> **AIM**
Render each line of the rows below as a Markdown table with the columns Line No. and Text, giving each line its number and omitting blank lines.

> **Items from a data source**
== == ==
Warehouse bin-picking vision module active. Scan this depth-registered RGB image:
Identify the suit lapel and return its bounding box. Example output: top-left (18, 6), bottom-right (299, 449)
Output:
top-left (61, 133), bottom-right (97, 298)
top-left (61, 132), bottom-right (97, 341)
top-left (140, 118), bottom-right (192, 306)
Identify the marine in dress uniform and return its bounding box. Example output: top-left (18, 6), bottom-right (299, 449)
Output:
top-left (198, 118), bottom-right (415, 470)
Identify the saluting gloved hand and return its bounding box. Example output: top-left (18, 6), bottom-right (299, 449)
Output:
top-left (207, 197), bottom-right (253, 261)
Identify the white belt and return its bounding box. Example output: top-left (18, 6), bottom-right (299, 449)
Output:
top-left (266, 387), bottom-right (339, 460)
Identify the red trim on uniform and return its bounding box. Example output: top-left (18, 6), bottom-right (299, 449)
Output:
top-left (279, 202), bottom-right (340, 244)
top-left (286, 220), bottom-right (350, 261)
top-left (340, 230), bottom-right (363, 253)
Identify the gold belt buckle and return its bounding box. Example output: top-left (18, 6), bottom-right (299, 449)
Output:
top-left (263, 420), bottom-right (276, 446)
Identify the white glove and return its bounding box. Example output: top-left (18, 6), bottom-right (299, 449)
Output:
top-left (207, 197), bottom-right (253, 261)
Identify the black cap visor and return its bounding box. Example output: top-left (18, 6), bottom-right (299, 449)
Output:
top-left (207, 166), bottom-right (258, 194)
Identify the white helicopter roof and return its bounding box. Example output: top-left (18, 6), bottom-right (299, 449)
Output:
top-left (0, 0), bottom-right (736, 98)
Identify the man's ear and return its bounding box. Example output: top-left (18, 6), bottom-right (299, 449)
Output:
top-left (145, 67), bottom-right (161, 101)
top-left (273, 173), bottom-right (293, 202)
== == ==
> **RESULT BELOW**
| Line No. | Text |
|---|---|
| 1 | Warehouse bin-picking vision module active. Scan this depth-registered RGB image: |
| 2 | Identify the suit lapel and return its bounding box. Example output: top-left (18, 6), bottom-right (299, 449) |
| 3 | Output: |
| 4 | top-left (61, 133), bottom-right (97, 298) |
| 5 | top-left (61, 132), bottom-right (97, 341) |
| 6 | top-left (140, 118), bottom-right (192, 306) |
| 7 | Identify the marine in dress uniform and return its bounding box. Example output: top-left (18, 6), bottom-right (299, 449) |
| 8 | Output: |
| 9 | top-left (198, 118), bottom-right (415, 470) |
| 10 | Identify the saluting gloved hand and return its bounding box. Example output: top-left (18, 6), bottom-right (299, 449) |
| 11 | Output: |
| 12 | top-left (207, 197), bottom-right (253, 261) |
| 13 | Identify the white belt and return its bounding box. Example output: top-left (18, 6), bottom-right (299, 449) |
| 14 | Output: |
| 15 | top-left (266, 387), bottom-right (339, 460) |
| 16 | Identify the red trim on uniform and return its bounding box. Example output: top-left (18, 6), bottom-right (299, 449) |
| 17 | Output: |
| 18 | top-left (279, 202), bottom-right (340, 244) |
| 19 | top-left (286, 220), bottom-right (350, 261) |
| 20 | top-left (340, 230), bottom-right (363, 253) |
| 21 | Identify the gold belt buckle and return its bounding box. Example output: top-left (18, 6), bottom-right (299, 449) |
| 22 | Output: |
| 23 | top-left (263, 420), bottom-right (276, 446) |
| 24 | Identify the white glove and return its bounding box. Example output: top-left (18, 6), bottom-right (299, 449) |
| 25 | Output: |
| 26 | top-left (207, 197), bottom-right (253, 261) |
| 27 | Identify the black cap visor and return its bounding box. Example output: top-left (18, 6), bottom-right (299, 449) |
| 28 | Output: |
| 29 | top-left (207, 166), bottom-right (258, 194) |
| 30 | Identify the white helicopter roof and return its bounding box. Example output: top-left (18, 6), bottom-right (299, 449) |
| 31 | Output: |
| 32 | top-left (0, 0), bottom-right (736, 98) |
| 33 | Identify the man's ear and return its bounding box. Example output: top-left (18, 6), bottom-right (299, 449) |
| 34 | Output: |
| 35 | top-left (145, 67), bottom-right (161, 101) |
| 36 | top-left (273, 173), bottom-right (293, 202) |